#### TEXTO EXTRAÍDO:
::::

Por Nacho Bongiovanni, economista de Fundación Libertad
Luego del escándalo protagonizado por extremistas seguidores del presidente Donald Trump en el Capitolio y una serie de tuits del magnate que “incitaban a la violencia”, Twitter, una de las redes sociales más conocidas del mundo, decidió bloquear la cuenta del ex presidente norteamericano. Fueron millones de personas las que estuvieron de acuerdo con la decisión de la empresa. Manifestando que Trump es un líder cuando menos polémico, que genera mucha división en los Estados Unidos, lo cual no afirmaremos que no sea cierto.
Pero resulta que el CEO de la plataforma digital, Jack Dorsey, justificó el accionar de la compañía, esgrimiendo que existía mucho temor a que se incrementara la violencia luego del asalto al Congreso estadounidense. Y puede que sea correcto promover conversaciones “saludables”, como Dorsey explica en un hilo de Twitter, pero si se eliminan tuits y diversos contenidos, e incluso se suspenden cuentas que no son claramente ilegales, eso resulta en censura. Una red social no es como un medio de comunicación que tiene una línea editorial donde se define qué se publica y qué no se publica. Tanto Twitter como Facebook son plataformas neutrales, que tienen millones de usuarios con distintas opiniones, donde no hay una línea editorial.

::::

#### REGISTROS MOSTRADOS:
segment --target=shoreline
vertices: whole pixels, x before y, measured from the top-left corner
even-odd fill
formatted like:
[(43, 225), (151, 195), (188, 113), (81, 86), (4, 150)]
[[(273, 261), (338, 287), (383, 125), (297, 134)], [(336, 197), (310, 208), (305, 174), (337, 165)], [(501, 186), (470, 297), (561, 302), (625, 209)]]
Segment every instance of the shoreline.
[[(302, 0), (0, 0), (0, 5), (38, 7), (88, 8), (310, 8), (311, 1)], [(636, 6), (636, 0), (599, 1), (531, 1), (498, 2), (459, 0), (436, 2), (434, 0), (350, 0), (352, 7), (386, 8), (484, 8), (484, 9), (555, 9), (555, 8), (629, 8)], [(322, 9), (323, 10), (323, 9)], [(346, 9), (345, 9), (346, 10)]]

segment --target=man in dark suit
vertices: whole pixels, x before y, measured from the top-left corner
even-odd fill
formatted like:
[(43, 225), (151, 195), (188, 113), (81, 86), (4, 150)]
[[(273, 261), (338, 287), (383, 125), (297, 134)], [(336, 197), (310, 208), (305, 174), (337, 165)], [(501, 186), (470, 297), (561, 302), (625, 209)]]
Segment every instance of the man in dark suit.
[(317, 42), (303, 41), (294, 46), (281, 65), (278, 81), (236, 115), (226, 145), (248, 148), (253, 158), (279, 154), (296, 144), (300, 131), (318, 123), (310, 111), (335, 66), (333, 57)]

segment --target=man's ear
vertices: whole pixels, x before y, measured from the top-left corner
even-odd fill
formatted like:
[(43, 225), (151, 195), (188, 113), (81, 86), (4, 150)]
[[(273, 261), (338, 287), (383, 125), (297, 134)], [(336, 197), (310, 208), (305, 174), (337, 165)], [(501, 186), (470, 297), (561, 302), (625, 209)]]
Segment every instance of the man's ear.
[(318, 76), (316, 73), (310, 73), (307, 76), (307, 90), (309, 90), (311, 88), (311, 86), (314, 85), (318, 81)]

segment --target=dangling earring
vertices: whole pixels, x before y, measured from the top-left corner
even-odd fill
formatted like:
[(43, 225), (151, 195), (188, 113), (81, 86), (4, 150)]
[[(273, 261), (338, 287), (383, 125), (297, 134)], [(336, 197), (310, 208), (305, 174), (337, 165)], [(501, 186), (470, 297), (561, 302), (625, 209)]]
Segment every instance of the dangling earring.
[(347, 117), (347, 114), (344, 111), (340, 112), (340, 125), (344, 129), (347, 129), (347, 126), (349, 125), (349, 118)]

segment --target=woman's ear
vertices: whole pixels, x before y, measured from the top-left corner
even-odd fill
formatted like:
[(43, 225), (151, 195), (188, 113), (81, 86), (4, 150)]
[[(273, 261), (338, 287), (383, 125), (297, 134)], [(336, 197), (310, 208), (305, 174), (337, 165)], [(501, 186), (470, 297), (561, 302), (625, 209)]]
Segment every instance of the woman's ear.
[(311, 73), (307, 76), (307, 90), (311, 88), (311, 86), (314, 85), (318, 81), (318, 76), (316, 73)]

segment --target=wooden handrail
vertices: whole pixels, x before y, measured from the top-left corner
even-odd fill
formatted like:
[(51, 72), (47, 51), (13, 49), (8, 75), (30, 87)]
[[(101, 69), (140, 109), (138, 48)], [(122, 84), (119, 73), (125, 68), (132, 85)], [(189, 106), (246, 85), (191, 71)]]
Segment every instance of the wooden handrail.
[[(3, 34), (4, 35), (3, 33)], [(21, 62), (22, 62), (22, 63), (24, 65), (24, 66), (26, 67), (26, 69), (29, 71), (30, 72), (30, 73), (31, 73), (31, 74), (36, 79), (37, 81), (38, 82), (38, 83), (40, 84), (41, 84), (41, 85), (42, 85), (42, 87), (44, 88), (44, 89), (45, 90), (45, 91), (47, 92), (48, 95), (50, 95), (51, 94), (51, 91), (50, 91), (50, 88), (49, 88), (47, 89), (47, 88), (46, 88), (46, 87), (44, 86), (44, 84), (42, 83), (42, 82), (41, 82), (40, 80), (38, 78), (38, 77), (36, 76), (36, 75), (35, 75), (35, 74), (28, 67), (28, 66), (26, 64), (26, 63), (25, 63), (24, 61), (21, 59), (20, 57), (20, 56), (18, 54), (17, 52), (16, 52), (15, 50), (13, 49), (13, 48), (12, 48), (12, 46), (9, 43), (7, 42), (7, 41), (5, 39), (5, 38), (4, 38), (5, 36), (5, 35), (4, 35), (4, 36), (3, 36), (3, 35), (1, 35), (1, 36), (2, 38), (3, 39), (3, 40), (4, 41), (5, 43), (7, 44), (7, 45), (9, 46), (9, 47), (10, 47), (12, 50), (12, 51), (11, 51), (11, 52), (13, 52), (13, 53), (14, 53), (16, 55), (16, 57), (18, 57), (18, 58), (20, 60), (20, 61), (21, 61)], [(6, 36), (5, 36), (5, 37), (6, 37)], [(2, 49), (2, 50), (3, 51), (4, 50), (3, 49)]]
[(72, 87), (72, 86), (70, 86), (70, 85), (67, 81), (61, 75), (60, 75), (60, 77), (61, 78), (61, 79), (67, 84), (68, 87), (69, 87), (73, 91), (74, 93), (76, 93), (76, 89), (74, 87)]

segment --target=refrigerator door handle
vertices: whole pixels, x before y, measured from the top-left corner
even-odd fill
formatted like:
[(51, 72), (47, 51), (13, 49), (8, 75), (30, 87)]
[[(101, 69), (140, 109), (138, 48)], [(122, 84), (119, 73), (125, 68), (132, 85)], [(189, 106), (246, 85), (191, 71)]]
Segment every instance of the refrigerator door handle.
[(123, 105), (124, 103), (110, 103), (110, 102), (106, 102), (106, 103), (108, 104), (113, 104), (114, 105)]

::::

#### CONSIGNA DE TRABAJO:
Reproduce sin ningún cambio el tramo del texto sobre el bloqueo de la cuenta de Trump en Twitter que va desde "Por Nacho Bongiovanni, economista" hasta "no sea cierto.".

#### SOLUCIÓN PROPUESTA:
Por Nacho Bongiovanni, economista de Fundación Libertad
Luego del escándalo protagonizado por extremistas seguidores del presidente Donald Trump en el Capitolio y una serie de tuits del magnate que “incitaban a la violencia”, Twitter, una de las redes sociales más conocidas del mundo, decidió bloquear la cuenta del ex presidente norteamericano. Fueron millones de personas las que estuvieron de acuerdo con la decisión de la empresa. Manifestando que Trump es un líder cuando menos polémico, que genera mucha división en los Estados Unidos, lo cual no afirmaremos que no sea cierto.